Reproduce the listing exactly and skip over any pictures.

Location identification items:
********************

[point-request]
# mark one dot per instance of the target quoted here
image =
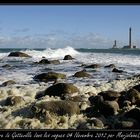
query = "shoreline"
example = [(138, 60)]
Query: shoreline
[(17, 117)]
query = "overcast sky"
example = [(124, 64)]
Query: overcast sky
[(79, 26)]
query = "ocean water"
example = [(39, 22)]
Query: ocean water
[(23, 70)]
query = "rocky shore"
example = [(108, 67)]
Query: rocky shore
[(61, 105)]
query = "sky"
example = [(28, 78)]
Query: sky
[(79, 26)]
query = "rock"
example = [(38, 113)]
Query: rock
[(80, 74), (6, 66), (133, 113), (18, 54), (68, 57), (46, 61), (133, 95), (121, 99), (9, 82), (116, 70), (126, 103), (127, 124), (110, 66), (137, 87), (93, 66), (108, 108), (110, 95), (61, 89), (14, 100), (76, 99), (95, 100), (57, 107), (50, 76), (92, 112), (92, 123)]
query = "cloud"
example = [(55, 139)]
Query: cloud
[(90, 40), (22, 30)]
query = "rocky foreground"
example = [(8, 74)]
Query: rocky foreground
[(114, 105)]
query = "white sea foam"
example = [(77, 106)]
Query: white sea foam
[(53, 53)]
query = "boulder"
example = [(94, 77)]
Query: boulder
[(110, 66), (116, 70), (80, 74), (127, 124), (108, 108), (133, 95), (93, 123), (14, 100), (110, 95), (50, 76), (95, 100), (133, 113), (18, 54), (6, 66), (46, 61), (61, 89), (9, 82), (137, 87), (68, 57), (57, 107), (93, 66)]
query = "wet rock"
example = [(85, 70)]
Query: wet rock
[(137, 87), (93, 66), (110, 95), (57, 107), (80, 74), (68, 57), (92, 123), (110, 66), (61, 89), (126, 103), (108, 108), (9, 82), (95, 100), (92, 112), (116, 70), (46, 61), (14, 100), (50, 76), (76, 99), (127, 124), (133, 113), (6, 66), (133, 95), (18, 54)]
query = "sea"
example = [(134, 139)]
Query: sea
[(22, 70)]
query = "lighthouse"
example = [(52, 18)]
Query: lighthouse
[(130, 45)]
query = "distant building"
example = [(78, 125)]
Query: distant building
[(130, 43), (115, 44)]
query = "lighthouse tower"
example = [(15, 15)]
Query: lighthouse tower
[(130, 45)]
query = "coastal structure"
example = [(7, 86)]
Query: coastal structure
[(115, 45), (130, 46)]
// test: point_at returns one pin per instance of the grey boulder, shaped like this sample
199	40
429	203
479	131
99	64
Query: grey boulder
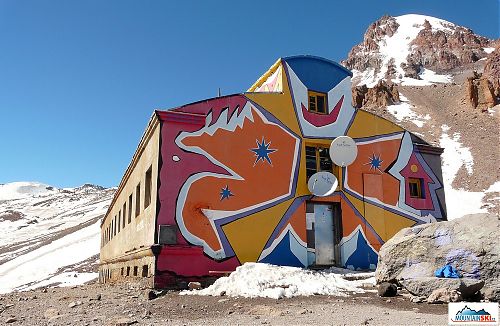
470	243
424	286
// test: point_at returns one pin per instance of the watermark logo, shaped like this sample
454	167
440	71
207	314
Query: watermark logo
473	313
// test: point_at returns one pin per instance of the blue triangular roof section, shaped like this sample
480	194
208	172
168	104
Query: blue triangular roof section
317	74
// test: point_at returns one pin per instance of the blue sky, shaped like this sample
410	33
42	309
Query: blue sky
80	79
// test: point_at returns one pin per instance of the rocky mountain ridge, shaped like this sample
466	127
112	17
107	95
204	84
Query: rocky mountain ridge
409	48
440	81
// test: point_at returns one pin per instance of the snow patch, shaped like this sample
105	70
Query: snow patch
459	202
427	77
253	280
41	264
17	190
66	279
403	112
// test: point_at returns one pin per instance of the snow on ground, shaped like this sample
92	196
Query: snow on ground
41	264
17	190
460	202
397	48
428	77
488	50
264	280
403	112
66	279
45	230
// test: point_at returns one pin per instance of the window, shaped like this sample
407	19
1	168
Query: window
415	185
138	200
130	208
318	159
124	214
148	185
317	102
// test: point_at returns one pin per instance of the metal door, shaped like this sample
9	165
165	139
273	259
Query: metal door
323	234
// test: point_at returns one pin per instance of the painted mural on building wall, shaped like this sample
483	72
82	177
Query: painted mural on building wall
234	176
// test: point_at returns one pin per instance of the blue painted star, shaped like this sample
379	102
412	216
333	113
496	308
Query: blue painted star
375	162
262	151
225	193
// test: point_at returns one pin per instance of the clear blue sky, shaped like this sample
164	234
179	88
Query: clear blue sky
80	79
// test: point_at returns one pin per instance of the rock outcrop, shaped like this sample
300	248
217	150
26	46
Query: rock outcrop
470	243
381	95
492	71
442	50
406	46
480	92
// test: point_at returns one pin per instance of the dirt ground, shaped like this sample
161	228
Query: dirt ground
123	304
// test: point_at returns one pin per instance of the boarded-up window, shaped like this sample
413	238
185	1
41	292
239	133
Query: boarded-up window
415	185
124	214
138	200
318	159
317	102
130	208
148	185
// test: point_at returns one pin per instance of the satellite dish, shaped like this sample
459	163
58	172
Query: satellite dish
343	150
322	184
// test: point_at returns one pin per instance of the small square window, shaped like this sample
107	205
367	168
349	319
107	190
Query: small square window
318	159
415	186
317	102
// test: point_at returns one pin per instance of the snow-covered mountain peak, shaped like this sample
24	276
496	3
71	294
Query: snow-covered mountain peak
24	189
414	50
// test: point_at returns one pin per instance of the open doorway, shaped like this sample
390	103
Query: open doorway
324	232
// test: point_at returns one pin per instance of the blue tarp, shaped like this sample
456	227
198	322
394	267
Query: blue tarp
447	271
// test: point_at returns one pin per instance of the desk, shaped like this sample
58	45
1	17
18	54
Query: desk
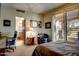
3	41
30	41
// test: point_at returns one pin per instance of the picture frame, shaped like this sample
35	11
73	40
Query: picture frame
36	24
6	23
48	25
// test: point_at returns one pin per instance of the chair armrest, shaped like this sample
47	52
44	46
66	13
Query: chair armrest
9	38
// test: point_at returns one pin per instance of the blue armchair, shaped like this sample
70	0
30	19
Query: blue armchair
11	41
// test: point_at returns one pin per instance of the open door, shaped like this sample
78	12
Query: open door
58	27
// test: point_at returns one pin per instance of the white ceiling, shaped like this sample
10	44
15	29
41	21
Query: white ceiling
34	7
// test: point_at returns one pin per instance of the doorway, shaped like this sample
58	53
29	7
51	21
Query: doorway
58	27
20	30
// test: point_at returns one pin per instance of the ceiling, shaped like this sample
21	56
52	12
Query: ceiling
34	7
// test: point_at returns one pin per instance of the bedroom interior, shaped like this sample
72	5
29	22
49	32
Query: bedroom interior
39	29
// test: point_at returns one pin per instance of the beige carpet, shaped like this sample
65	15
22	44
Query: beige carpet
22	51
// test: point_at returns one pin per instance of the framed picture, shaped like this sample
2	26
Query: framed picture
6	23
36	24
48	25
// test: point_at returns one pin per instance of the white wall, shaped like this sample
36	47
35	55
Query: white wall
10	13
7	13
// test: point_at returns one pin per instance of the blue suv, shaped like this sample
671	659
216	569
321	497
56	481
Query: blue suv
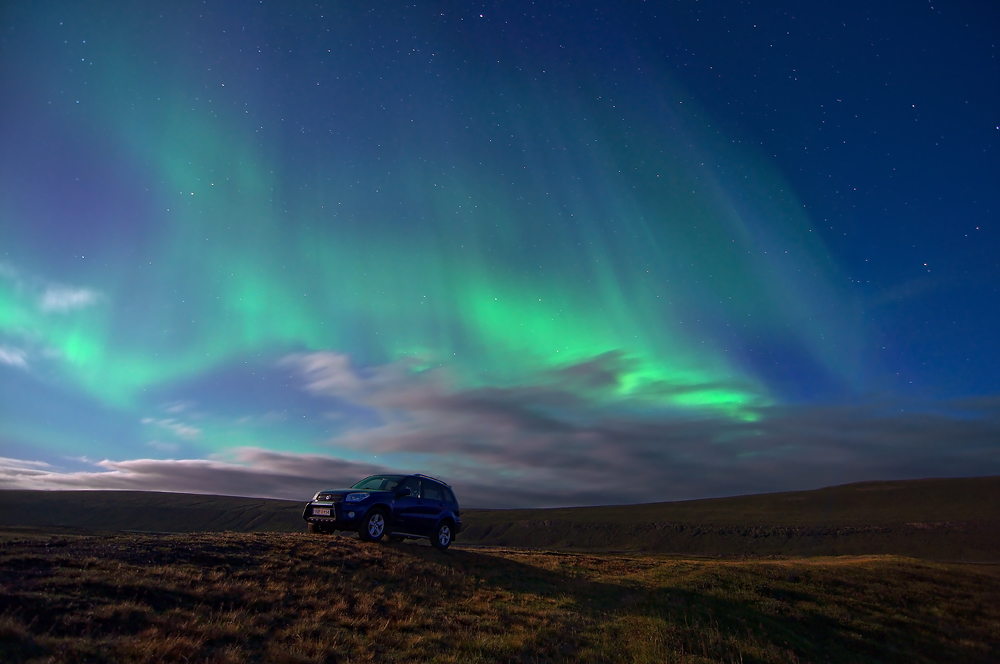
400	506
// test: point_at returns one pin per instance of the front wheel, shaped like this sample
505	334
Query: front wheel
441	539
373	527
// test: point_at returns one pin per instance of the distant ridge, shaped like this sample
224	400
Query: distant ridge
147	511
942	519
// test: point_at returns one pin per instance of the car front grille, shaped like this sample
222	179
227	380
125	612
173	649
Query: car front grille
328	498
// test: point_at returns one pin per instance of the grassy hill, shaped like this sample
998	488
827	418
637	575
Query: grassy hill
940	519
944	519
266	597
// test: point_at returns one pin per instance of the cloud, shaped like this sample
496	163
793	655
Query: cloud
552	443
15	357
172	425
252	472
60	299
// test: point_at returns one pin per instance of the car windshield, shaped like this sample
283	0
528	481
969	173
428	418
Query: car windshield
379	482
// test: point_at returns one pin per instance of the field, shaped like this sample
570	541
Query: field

********************

**Complete response:**
[point-request]
# mark one dot per instance of the target quoted here
image =
query = "shoreline"
example = [(138, 60)]
Query: shoreline
[(17, 117)]
query = "overcast sky"
example = [(124, 64)]
Query: overcast sky
[(79, 26)]
query = "ocean water"
example = [(39, 22)]
Query: ocean water
[(23, 70)]
query = "rocky shore"
example = [(108, 67)]
Query: rocky shore
[(61, 105)]
query = "sky"
example = [(28, 78)]
Query: sky
[(79, 26)]
query = "rock"
example = [(38, 113)]
Query: rock
[(80, 74), (6, 66), (133, 113), (18, 54), (68, 57), (46, 61), (133, 95), (121, 99), (9, 82), (116, 70), (126, 103), (127, 124), (110, 66), (137, 87), (93, 66), (108, 108), (110, 95), (61, 89), (14, 100), (76, 99), (95, 100), (57, 107), (50, 76), (92, 112), (92, 123)]
query = "cloud"
example = [(55, 139)]
Query: cloud
[(90, 40), (22, 30)]
query = "rocky foreground"
example = [(8, 74)]
Query: rocky foreground
[(114, 105)]
query = "white sea foam"
example = [(77, 106)]
Query: white sea foam
[(53, 53)]
query = "boulder"
example = [(94, 77)]
Query: boulder
[(110, 66), (116, 70), (80, 74), (127, 124), (108, 108), (133, 95), (93, 123), (14, 100), (110, 95), (50, 76), (95, 100), (133, 113), (18, 54), (6, 66), (46, 61), (61, 89), (9, 82), (137, 87), (68, 57), (57, 107), (93, 66)]
query = "wet rock"
example = [(85, 70)]
Query: wet rock
[(137, 87), (93, 66), (110, 95), (57, 107), (80, 74), (68, 57), (92, 123), (110, 66), (61, 89), (126, 103), (108, 108), (9, 82), (95, 100), (92, 112), (116, 70), (46, 61), (14, 100), (50, 76), (76, 99), (127, 124), (133, 113), (6, 66), (133, 95), (18, 54)]
query = "sea"
example = [(134, 139)]
Query: sea
[(22, 70)]
query = "lighthouse"
example = [(52, 18)]
Query: lighthouse
[(130, 45)]
query = "distant building"
example = [(78, 125)]
Query: distant building
[(130, 43), (115, 44)]
query = "lighthouse tower"
example = [(15, 15)]
Query: lighthouse tower
[(130, 45)]
query = "coastal structure"
example = [(7, 86)]
Query: coastal structure
[(115, 45), (130, 46)]
// test: point_at returns one pin per instance of the grey boulder, shaped like this sample
199	40
429	203
479	131
99	64
Query: grey boulder
470	243
424	286
// test: point_at returns one pin per instance of the watermark logo, shaped like this sample
454	167
440	71
207	314
Query: watermark logo
473	313
// test: point_at returns one pin per instance of the blue triangular roof section, shaped like this sample
480	194
208	172
168	104
Query: blue triangular roof section
317	74
// test: point_at returns one pin per instance of the blue sky, shaped like this sample
410	33
42	309
Query: blue sky
80	79
// test: point_at returns one pin per instance of the rocky mountain ridge, shaped like this sample
466	127
112	17
107	95
204	84
Query: rocky mountain ridge
409	48
440	81
// test: point_at returns one pin per instance of the snow patch, shaped like this sample
105	70
Query: snow patch
459	202
427	77
253	280
41	264
17	190
66	279
403	112
// test: point_at returns one pin per instance of the snow on ground, shaped like this sample
92	196
Query: snow on ground
41	264
17	190
460	202
397	48
428	77
488	50
264	280
403	112
66	279
45	230
// test: point_at returns one pin per instance of the window, shaped like this sample
407	19
1	168
Query: window
415	185
138	200
130	208
318	159
124	214
148	185
317	102
// test: point_at returns one pin per instance of the metal door, shaped like this sample
9	165
165	139
273	259
Query: metal door
323	234
// test: point_at returns one pin per instance of the painted mural on building wall, shaped like this sample
483	72
82	177
Query: painted mural on building wall
234	176
// test: point_at returns one pin per instance of the blue painted star, shaped like this sample
379	102
412	216
333	113
496	308
Query: blue painted star
375	162
262	151
225	193
// test: point_at returns one pin per instance of the clear blue sky, shaped like this sample
164	234
179	88
Query: clear blue sky
80	79
// test: point_at returns one pin per instance of the rock outcrop, shaped like this sample
300	248
217	150
26	46
Query: rock outcrop
470	243
381	95
492	71
442	50
406	46
480	92
// test: point_at returns one pin per instance of the dirt ground, shaped like this sample
161	228
Query: dirt ground
123	304
// test: point_at returns one pin per instance of the boarded-up window, shaped like this sample
413	238
185	1
41	292
239	133
Query: boarded-up window
415	185
124	214
138	200
318	159
317	102
130	208
148	185
// test: point_at returns one pin per instance of the satellite dish, shaped like this sample
459	163
58	172
Query: satellite dish
343	150
322	184
// test: point_at returns one pin per instance of the small square window, shaped like this sample
107	205
367	168
349	319
107	190
Query: small square window
318	159
415	186
317	102
// test: point_at returns one pin per instance of the snow-covered mountain peak, shaped like this sample
24	276
496	3
71	294
Query: snow-covered mountain peak
24	189
414	50
// test: point_at returns one pin per instance of the open doorway, shaped like this sample
390	103
Query: open doorway
324	232
// test: point_at returns one pin per instance of the blue tarp, shaped like this sample
456	227
198	322
394	267
Query: blue tarp
447	271
// test: point_at returns one pin per instance of the desk, shaped like this sample
58	45
1	17
18	54
Query: desk
3	41
30	41
// test: point_at returns one pin per instance of the picture frame, shaped like this sample
35	11
73	40
Query: picture frame
36	24
6	23
48	25
// test: point_at returns one pin per instance of the chair armrest, shaped like this sample
47	52
44	46
66	13
Query: chair armrest
9	38
// test: point_at returns one pin per instance of the blue armchair, shaped like this sample
70	0
30	19
Query: blue armchair
11	41
// test: point_at returns one pin per instance of the open door, shaped like this sample
78	12
Query: open door
58	27
// test: point_at returns one pin per instance of the white ceiling, shaped like this sample
10	44
15	29
41	21
Query: white ceiling
34	7
// test: point_at returns one pin per instance of the doorway, shaped like this sample
58	53
29	7
51	21
Query: doorway
58	27
20	30
// test: point_at returns one pin per instance of the ceiling, shaped like this sample
21	56
52	12
Query: ceiling
34	7
// test: point_at returns one pin per instance of the bedroom interior, shaped like this sample
72	5
29	22
49	32
Query: bedroom interior
39	29
// test: point_at returns one pin per instance of the beige carpet, shaped like this sample
65	15
22	44
Query: beige carpet
22	51
// test: point_at returns one pin per instance of the framed picture, shaped like this sample
2	26
Query: framed picture
6	23
36	24
48	25
// test: point_at returns one pin per instance of the white wall, shaped like this sample
36	47
35	55
Query: white wall
10	13
7	13
// test: point_at returns one pin per instance of the blue suv, shaped like this sample
671	659
216	569
321	497
56	481
Query: blue suv
400	506
// test: point_at returns one pin per instance of the front wheel, shaped like this sample
505	334
Query: front wheel
441	539
373	527
// test: point_at returns one pin per instance of the distant ridge, shaped like this sample
224	400
Query: distant ridge
147	511
942	519
// test: point_at returns one pin per instance of the car front grille, shaped like this sample
222	179
227	380
125	612
173	649
Query: car front grille
328	498
// test: point_at returns one pin per instance of the grassy hill, shaped like this sample
998	488
827	418
637	575
Query: grassy hill
940	519
944	519
266	597
// test: point_at returns one pin per instance of the cloud, shaped like this sample
496	163
793	655
Query: cloud
552	443
15	357
172	425
252	472
60	299
// test: point_at returns one pin per instance of the car windshield, shaped like this sample
283	0
528	481
969	173
428	418
Query: car windshield
379	482
// test: point_at returns one pin per instance of the field, shaped like this sample
570	541
Query: field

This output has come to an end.